REQUIRED TASKS:
**A)** In the rabies article, rewrite the passage starting with "by Brian Gallagher" and going on through "dog bit you.", replacing "dog" with "coyote".
**B)** Answer these questions from the rabies article:
(i) Who wrote it?
(ii) During what season do animal bite visits increase significantly?
(iii) Where on the body is the walker bitten?
**C)** Summarize the rabies article in two sentences.

Clinical Corner: Rabies and Post-Exposure Prophylaxis Guidelines

by Brian Gallagher

The warm summer night air and its cool gentle breeze are begging you to head outside after dinner for a walk. As you begin your leisurely stroll through the neighborhood, a dog bounds out from another yard and startles you. Surprised, your instinct is to run – but as you turn, you feel a sharp, tearing pain in your calf. The dog bit you.

Now what? The number of animal bite visits increases significantly over the summer. As ER providers, when do we treat with immunoglobulin and the rabies vaccine?

RECORDED INFORMATION:

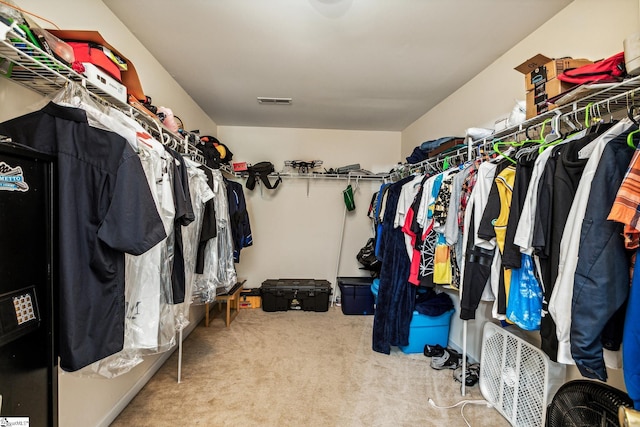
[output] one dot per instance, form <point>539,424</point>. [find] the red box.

SOLUTIONS PER TASK:
**A)**
by Brian Gallagher

The warm summer night air and its cool gentle breeze are begging you to head outside after dinner for a walk. As you begin your leisurely stroll through the neighborhood, a coyote bounds out from another yard and startles you. Surprised, your instinct is to run – but as you turn, you feel a sharp, tearing pain in your calf. The coyote bit you.

**B)**
(i) Brian Gallagher
(ii) Summer
(iii) The calf

**C)** During an after-dinner summer walk, a dog bounds out from a yard and bites the startled walker on the calf. Animal bite visits rise significantly over the summer, raising the question of when ER providers should treat with immunoglobulin and the rabies vaccine.